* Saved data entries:
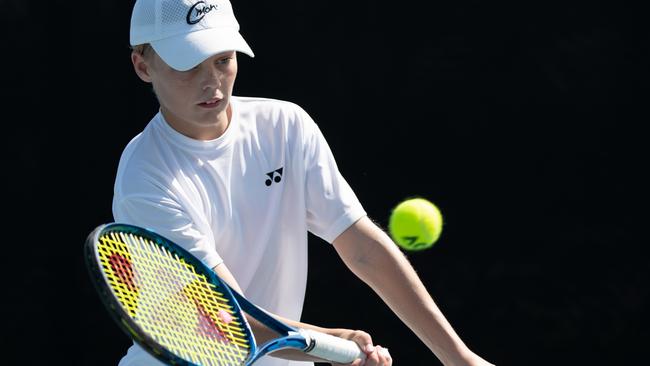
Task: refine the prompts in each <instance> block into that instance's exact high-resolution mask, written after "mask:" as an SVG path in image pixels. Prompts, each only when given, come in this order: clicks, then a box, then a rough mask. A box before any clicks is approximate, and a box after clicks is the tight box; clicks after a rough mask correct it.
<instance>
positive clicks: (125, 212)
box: [113, 194, 223, 268]
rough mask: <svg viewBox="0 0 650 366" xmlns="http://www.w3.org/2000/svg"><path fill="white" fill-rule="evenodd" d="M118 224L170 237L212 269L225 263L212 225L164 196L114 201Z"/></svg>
mask: <svg viewBox="0 0 650 366" xmlns="http://www.w3.org/2000/svg"><path fill="white" fill-rule="evenodd" d="M113 217H114V219H115V222H119V223H125V224H131V225H137V226H140V227H144V228H147V229H150V230H153V231H155V232H156V233H158V234H160V235H162V236H164V237H166V238H167V239H169V240H171V241H172V242H174V243H177V244H179V245H181V246H182V247H183V248H185V249H186V250H188V251H189V252H190V253H192V254H193V255H194V256H195V257H197V258H198V259H200V260H201V261H203V262H204V263H205V264H206V265H208V266H209V267H210V268H214V267H215V266H216V265H218V264H220V263H222V262H223V260H222V259H221V257H220V256H219V254H218V253H217V251H216V249H215V245H214V236H213V235H212V232H211V230H210V227H209V225H207V224H203V223H201V221H200V220H196V219H192V217H191V216H190V215H189V214H188V213H187V212H186V211H185V210H184V209H183V208H182V207H181V206H180V205H179V204H178V203H176V202H175V201H174V200H173V199H171V198H169V197H164V196H160V195H155V194H150V195H145V194H129V195H127V196H120V197H116V198H115V199H114V201H113Z"/></svg>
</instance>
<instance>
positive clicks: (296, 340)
mask: <svg viewBox="0 0 650 366" xmlns="http://www.w3.org/2000/svg"><path fill="white" fill-rule="evenodd" d="M84 250H85V258H86V265H87V267H88V270H89V273H90V277H91V278H92V282H93V283H94V285H95V288H96V289H97V291H98V293H99V295H100V297H101V299H102V302H103V303H104V305H105V306H106V308H107V309H108V311H109V312H110V313H111V315H112V317H113V318H114V320H116V322H117V324H118V325H119V327H120V328H121V329H122V330H123V331H125V332H126V333H127V334H128V335H129V336H130V337H131V338H132V339H133V340H134V341H136V342H137V343H138V344H140V345H141V346H142V347H143V348H144V349H145V350H147V351H148V352H149V353H150V354H151V355H153V356H154V357H156V358H157V359H159V360H161V361H162V362H165V363H167V364H170V365H201V366H206V365H225V366H230V365H251V364H253V363H254V362H255V361H257V360H258V359H259V358H260V357H262V356H263V355H266V354H268V353H271V352H274V351H277V350H281V349H297V350H301V351H303V352H305V353H307V354H310V355H312V356H315V357H318V358H321V359H325V360H328V361H332V362H338V363H350V362H352V361H354V360H356V359H357V358H365V354H364V353H363V352H362V351H361V350H360V349H359V347H358V346H357V344H356V343H354V342H352V341H349V340H345V339H342V338H338V337H334V336H331V335H328V334H324V333H320V332H316V331H313V330H308V329H296V328H294V327H292V326H289V325H287V324H285V323H283V322H281V321H279V320H277V319H275V318H274V317H272V316H271V315H269V314H268V313H267V312H266V311H265V310H263V309H261V308H259V307H257V306H256V305H254V304H252V303H251V302H249V301H248V300H246V299H245V298H244V297H243V296H242V295H241V294H239V293H238V292H237V291H235V290H233V289H231V288H230V287H229V286H228V285H227V284H226V283H225V282H223V281H222V280H221V279H220V278H219V277H218V276H217V275H216V274H215V273H214V271H212V270H211V269H210V268H209V267H208V266H206V265H205V264H203V262H201V261H200V260H198V259H197V258H196V257H194V256H193V255H192V254H190V253H189V252H188V251H186V250H185V249H184V248H182V247H181V246H179V245H177V244H175V243H173V242H172V241H170V240H168V239H166V238H164V237H163V236H161V235H158V234H156V233H155V232H153V231H151V230H148V229H145V228H141V227H138V226H133V225H126V224H119V223H111V224H105V225H100V226H98V227H97V228H96V229H95V230H94V231H93V232H92V233H91V234H90V235H89V236H88V238H87V240H86V243H85V248H84ZM243 312H245V313H246V314H248V315H249V316H252V317H253V318H255V319H257V320H258V321H259V322H261V323H262V324H264V325H265V326H267V327H269V328H270V329H272V330H273V331H275V332H276V333H278V335H279V336H278V337H277V338H275V339H273V340H271V341H268V342H266V343H264V344H263V345H261V346H259V347H258V346H257V345H256V343H255V339H254V337H253V334H252V331H251V328H250V326H249V324H248V322H247V320H246V317H245V316H244V314H243Z"/></svg>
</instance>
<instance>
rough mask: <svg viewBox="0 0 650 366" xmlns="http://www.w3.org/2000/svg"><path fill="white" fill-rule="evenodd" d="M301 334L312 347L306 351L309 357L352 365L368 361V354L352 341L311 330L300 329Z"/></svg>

* ACTIVITY:
Nothing but an exact copy of the data above, minus its pictures, should appear in the response.

* RESULT OF THE EXERCISE:
Task: refine the prompts in each <instance> block into that instance's exact high-resolution mask, written after "mask:" as an SVG path in image pixels. Prompts, each only when given, come in this order: clicks, then a box, then a rough mask. A box before any clicks is approximate, and a box after clicks is the tight box; clicks after a rough mask correct it.
<instance>
positive clicks: (125, 212)
box: [113, 194, 223, 268]
rough mask: <svg viewBox="0 0 650 366" xmlns="http://www.w3.org/2000/svg"><path fill="white" fill-rule="evenodd" d="M118 224L170 237L212 269L225 263L212 225L164 196L114 201Z"/></svg>
mask: <svg viewBox="0 0 650 366" xmlns="http://www.w3.org/2000/svg"><path fill="white" fill-rule="evenodd" d="M113 217H114V219H115V222H119V223H125V224H131V225H137V226H140V227H144V228H147V229H150V230H153V231H155V232H156V233H158V234H160V235H162V236H164V237H166V238H167V239H169V240H171V241H172V242H174V243H177V244H179V245H181V246H182V247H183V248H185V249H186V250H188V251H189V252H190V253H192V254H193V255H194V256H195V257H197V258H198V259H200V260H201V261H203V262H204V263H205V264H206V265H208V266H209V267H210V268H214V267H215V266H216V265H218V264H220V263H222V262H223V260H222V259H221V257H220V256H219V254H218V253H217V251H216V249H215V245H214V236H213V235H212V232H211V230H210V227H209V225H207V224H203V223H201V221H200V220H196V219H192V217H191V216H190V215H189V214H188V213H187V212H186V211H185V210H184V209H183V208H182V207H181V206H180V205H179V204H178V203H176V202H175V201H174V200H173V199H171V198H169V197H164V196H160V195H155V194H150V195H145V194H129V195H127V196H120V197H116V198H115V199H114V201H113Z"/></svg>
</instance>
<instance>
positive clicks: (296, 340)
mask: <svg viewBox="0 0 650 366" xmlns="http://www.w3.org/2000/svg"><path fill="white" fill-rule="evenodd" d="M84 250H85V258H86V265H87V267H88V270H89V273H90V277H91V278H92V282H93V283H94V285H95V288H96V289H97V291H98V293H99V295H100V297H101V299H102V302H103V303H104V305H105V306H106V308H107V309H108V311H109V312H110V313H111V315H112V317H113V318H114V320H116V322H117V324H118V325H119V327H120V328H121V329H122V330H123V331H125V332H126V333H127V334H128V335H129V336H130V337H131V338H132V339H133V340H134V341H136V342H137V343H138V344H140V345H141V346H142V347H143V348H144V349H145V350H147V351H148V352H149V353H150V354H151V355H153V356H154V357H156V358H157V359H159V360H161V361H162V362H165V363H167V364H170V365H201V366H206V365H225V366H230V365H251V364H253V363H254V362H255V361H257V360H258V359H259V358H260V357H262V356H263V355H266V354H268V353H271V352H274V351H277V350H281V349H297V350H301V351H303V352H305V353H307V354H310V355H312V356H315V357H318V358H321V359H325V360H328V361H332V362H338V363H350V362H352V361H354V360H356V359H357V358H365V354H364V353H363V352H362V351H361V350H360V349H359V347H358V346H357V344H356V343H354V342H352V341H349V340H345V339H342V338H338V337H334V336H331V335H328V334H324V333H320V332H316V331H313V330H308V329H296V328H294V327H292V326H289V325H287V324H285V323H283V322H281V321H279V320H277V319H275V318H274V317H272V316H271V315H269V314H268V313H267V312H266V311H265V310H263V309H261V308H259V307H257V306H256V305H254V304H252V303H251V302H249V301H248V300H246V299H245V298H244V297H243V296H242V295H241V294H239V293H238V292H237V291H235V290H233V289H231V288H230V287H229V286H228V285H227V284H226V283H225V282H223V281H222V280H221V279H220V278H219V277H218V276H217V275H216V274H215V273H214V271H212V270H211V269H210V268H209V267H208V266H206V265H205V264H203V262H201V261H200V260H198V259H197V258H196V257H194V256H193V255H192V254H190V253H189V252H188V251H186V250H185V249H184V248H182V247H181V246H179V245H177V244H175V243H173V242H172V241H170V240H168V239H166V238H164V237H163V236H161V235H158V234H156V233H155V232H153V231H151V230H148V229H145V228H141V227H138V226H133V225H126V224H119V223H111V224H105V225H100V226H98V227H97V228H96V229H95V230H94V231H93V232H92V233H91V234H90V235H89V236H88V238H87V240H86V243H85V248H84ZM243 312H245V313H246V314H248V315H249V316H252V317H253V318H255V319H257V320H258V321H259V322H261V323H262V324H264V325H265V326H267V327H269V328H270V329H272V330H273V331H275V332H276V333H278V335H279V336H278V337H277V338H275V339H273V340H271V341H268V342H266V343H264V344H263V345H261V346H259V347H258V346H257V345H256V343H255V339H254V337H253V334H252V331H251V328H250V326H249V324H248V322H247V320H246V317H245V316H244V314H243Z"/></svg>
</instance>
<instance>
rough mask: <svg viewBox="0 0 650 366" xmlns="http://www.w3.org/2000/svg"><path fill="white" fill-rule="evenodd" d="M301 334L312 347L306 351L309 357L352 365L368 361V354L352 341L311 330L300 329Z"/></svg>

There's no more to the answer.